* **Supplied entries**

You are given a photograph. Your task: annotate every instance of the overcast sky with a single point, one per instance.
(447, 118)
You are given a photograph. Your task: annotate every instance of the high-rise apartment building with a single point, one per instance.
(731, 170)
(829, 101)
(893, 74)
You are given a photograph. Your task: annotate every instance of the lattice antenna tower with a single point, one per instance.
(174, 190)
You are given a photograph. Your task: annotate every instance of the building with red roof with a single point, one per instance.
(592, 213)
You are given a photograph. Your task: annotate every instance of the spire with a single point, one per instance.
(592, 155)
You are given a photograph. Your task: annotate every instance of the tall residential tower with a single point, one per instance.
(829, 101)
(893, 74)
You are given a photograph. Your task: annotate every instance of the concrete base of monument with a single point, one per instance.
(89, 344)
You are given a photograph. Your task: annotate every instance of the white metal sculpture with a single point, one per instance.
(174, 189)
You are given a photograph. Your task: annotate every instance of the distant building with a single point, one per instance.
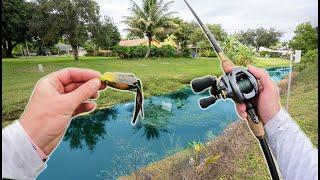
(285, 52)
(67, 49)
(139, 42)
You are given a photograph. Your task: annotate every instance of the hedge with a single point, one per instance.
(140, 51)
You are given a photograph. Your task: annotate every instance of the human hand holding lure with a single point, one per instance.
(126, 82)
(237, 84)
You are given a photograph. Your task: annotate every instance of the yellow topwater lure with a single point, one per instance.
(126, 82)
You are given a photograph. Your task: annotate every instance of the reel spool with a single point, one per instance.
(239, 85)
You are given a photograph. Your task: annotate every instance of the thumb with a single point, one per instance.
(261, 74)
(84, 92)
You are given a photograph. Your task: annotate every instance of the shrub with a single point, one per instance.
(310, 56)
(275, 55)
(239, 53)
(54, 50)
(140, 51)
(264, 53)
(89, 47)
(207, 53)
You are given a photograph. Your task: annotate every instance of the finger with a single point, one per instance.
(227, 66)
(84, 92)
(50, 147)
(241, 109)
(103, 86)
(70, 75)
(95, 96)
(84, 107)
(71, 87)
(261, 75)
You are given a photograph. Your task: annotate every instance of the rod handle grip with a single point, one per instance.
(257, 129)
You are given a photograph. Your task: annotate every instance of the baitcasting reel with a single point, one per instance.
(239, 85)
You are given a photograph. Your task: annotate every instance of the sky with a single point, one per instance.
(233, 15)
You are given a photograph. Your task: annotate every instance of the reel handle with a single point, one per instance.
(200, 84)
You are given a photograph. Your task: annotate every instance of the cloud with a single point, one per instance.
(233, 15)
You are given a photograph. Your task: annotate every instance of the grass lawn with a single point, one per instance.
(239, 154)
(158, 76)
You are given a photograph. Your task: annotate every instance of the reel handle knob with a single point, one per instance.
(205, 102)
(200, 84)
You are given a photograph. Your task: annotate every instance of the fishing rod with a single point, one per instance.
(239, 85)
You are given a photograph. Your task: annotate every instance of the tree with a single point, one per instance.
(73, 20)
(259, 37)
(15, 14)
(107, 34)
(306, 38)
(150, 19)
(239, 53)
(43, 26)
(183, 34)
(199, 38)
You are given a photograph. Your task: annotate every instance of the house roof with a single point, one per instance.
(135, 42)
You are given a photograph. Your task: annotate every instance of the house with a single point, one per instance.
(285, 52)
(139, 42)
(67, 49)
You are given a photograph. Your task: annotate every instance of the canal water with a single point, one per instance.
(104, 145)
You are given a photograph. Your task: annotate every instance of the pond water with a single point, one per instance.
(104, 145)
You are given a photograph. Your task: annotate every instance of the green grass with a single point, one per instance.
(158, 76)
(303, 101)
(247, 162)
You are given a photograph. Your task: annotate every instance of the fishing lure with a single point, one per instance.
(126, 82)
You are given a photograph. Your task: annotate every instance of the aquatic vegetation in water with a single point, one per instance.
(88, 130)
(131, 161)
(154, 122)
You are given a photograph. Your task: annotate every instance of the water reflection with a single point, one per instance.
(154, 122)
(89, 129)
(105, 145)
(180, 97)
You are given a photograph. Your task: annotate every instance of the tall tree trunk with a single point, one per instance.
(7, 49)
(75, 52)
(149, 47)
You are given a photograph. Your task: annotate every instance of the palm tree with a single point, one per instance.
(150, 19)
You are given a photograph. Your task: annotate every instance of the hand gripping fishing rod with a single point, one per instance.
(239, 85)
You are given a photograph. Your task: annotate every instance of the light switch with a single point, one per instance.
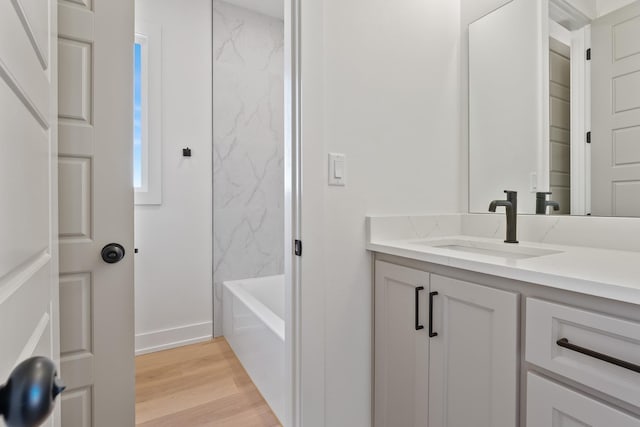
(338, 172)
(337, 169)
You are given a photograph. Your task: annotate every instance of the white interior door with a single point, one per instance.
(560, 125)
(95, 108)
(28, 253)
(615, 133)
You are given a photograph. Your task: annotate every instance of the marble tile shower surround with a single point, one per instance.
(597, 232)
(248, 147)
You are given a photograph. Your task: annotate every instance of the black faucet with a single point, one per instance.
(511, 205)
(542, 203)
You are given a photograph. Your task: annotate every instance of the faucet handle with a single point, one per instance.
(511, 194)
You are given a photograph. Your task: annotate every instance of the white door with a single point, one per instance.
(28, 252)
(552, 405)
(615, 133)
(473, 361)
(560, 125)
(401, 346)
(95, 110)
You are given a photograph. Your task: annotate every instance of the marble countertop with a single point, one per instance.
(605, 273)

* **Given instruction**
Rewrite the listing above with "photograph" changed to "image" and nothing else altered. Leave the pictures out.

* **Response to the task**
You are given a image. Your task: annotate every instance of the overcast sky with a single point, one per instance.
(447, 118)
You are given a image. Your task: annotate every instance of the high-rise apartment building with a single point, one per instance.
(731, 170)
(829, 101)
(893, 74)
You are given a image. Your task: annotate every instance of the lattice antenna tower with a single point, one per instance.
(174, 190)
You are given a image. Your task: annotate every instance of the building with red roof with a single point, one per instance.
(592, 213)
You are given a image. Your task: annotate every instance of the spire with a single point, one per instance.
(592, 155)
You are given a image. Your task: annotate every instance of the tall residential tower with a single point, one per instance.
(829, 101)
(893, 74)
You are given a image. Your task: annotate every instance of the concrete base of monument with a single point, one per instance.
(89, 344)
You are given a image. Your task: annotate every instance of the white metal sculpture with a single point, one per instance.
(174, 189)
You are given a image. Your task: annotate every instance of the distant building with a single point, one per instance.
(285, 52)
(67, 49)
(139, 42)
You are given a image. Your task: annotate every instance of the hedge with a single point, one per instance.
(140, 51)
You are given a image. Your task: annotate every instance of the human hand holding lure with a single point, one per instance.
(126, 82)
(237, 84)
You are given a image. Your task: annotate every instance of the yellow topwater lure with a single point, one per instance.
(126, 82)
You are given a image. Your task: annotate every instance of the reel spool with a single point, one per instance.
(239, 85)
You are given a image. Your task: annotate every instance of the thumb with a single point, one per instance.
(261, 74)
(84, 92)
You are given a image. Your task: annotate every instance of the shrub with a single point, one per instance.
(310, 56)
(275, 55)
(239, 53)
(54, 50)
(140, 51)
(264, 53)
(89, 47)
(207, 53)
You are given a image. Your task: annotate every instance of the finger with a single point, one per instance.
(227, 66)
(84, 92)
(50, 147)
(241, 109)
(103, 86)
(70, 75)
(95, 96)
(84, 107)
(71, 87)
(261, 75)
You are given a image. Your task: annotate every instance of the rod handle grip with a single point, one per instance.
(257, 129)
You are given a image. Your task: annotate every instance of the baitcasting reel with a single point, one per instance.
(239, 85)
You are given a image. Your task: annotate every instance of the sky with a single point, one per instance.
(233, 15)
You are given a image. Your task: annotate every instance of the reel handle with a single point, one per instance.
(200, 84)
You are given a image. Your task: annotate every instance of the cloud with a single point, one per instance.
(233, 15)
You are given a image. Your task: annotate every instance of the grass lawn with a single point, one per instance.
(239, 154)
(158, 76)
You are given a image. Your task: annotate every instance of the reel handle knob with a single point, one per instance.
(205, 102)
(200, 84)
You are given a image. Your task: annotate every instance of the fishing rod with a single point, one per instance.
(239, 85)
You are given a image. Your task: annotate every instance of the tree with a single point, one per instance.
(73, 20)
(259, 37)
(15, 14)
(107, 34)
(306, 38)
(150, 19)
(239, 53)
(43, 26)
(183, 34)
(199, 38)
You are given a image. Your task: annotate every instance of the house roof with a single point, one per instance.
(135, 42)
You are given a image. Your task: annotate every instance of the house with a single point, one per instance.
(285, 52)
(139, 42)
(67, 49)
You are given a image. Your task: annotate every instance of the canal water with a single point, one per instance.
(104, 145)
You are given a image. Your task: annotate every instance of the pond water with a single point, one per instance.
(104, 145)
You are given a image. Your task: annotate every instance of the green grass with a single point, one per instance.
(158, 76)
(303, 101)
(247, 162)
You are given a image. Your task: annotate every instance of the fishing lure with a single point, one per instance.
(126, 82)
You are given a image. Your task: annotate every instance of the aquatic vegetation in water with a single point, one per instance.
(88, 130)
(131, 161)
(154, 122)
You are given a image. Your task: annotate every instance of the water reflection with a single point, one per instance.
(154, 122)
(89, 129)
(105, 145)
(180, 97)
You are given a image. Your task: annotate every instance of the tall tree trunk with a single point, one per instance.
(7, 49)
(75, 52)
(149, 47)
You are given a image. Your task: annotate every instance of the palm tree with a single point, one per instance.
(150, 19)
You are given a image. Your task: annotate every instance of the hand gripping fishing rod with a single point, one per instance.
(239, 85)
You are given a image. Your task: annotate every instance of the light switch with a single point, one per instance.
(338, 172)
(337, 169)
You are given a image. Your task: annotate every instance of the white interior door with a single point, one per instance.
(560, 125)
(95, 108)
(28, 253)
(615, 133)
You are given a image. Your task: annotate every instance of the marble tile shower surround with a single point, one per instance.
(597, 232)
(248, 147)
You are given a image. Your task: annotate every instance of the black faucet with a single point, one per instance.
(511, 205)
(542, 203)
You are given a image. Your task: annotate every instance of the faucet handle with a single point, one per instance.
(511, 194)
You are given a image. Your task: annotate every instance of the white door with a single point, one per instance.
(28, 252)
(552, 405)
(615, 133)
(473, 361)
(560, 125)
(401, 346)
(95, 110)
You are given a image. Your task: annotate every instance of the marble countertop with a single point, one per instance.
(605, 273)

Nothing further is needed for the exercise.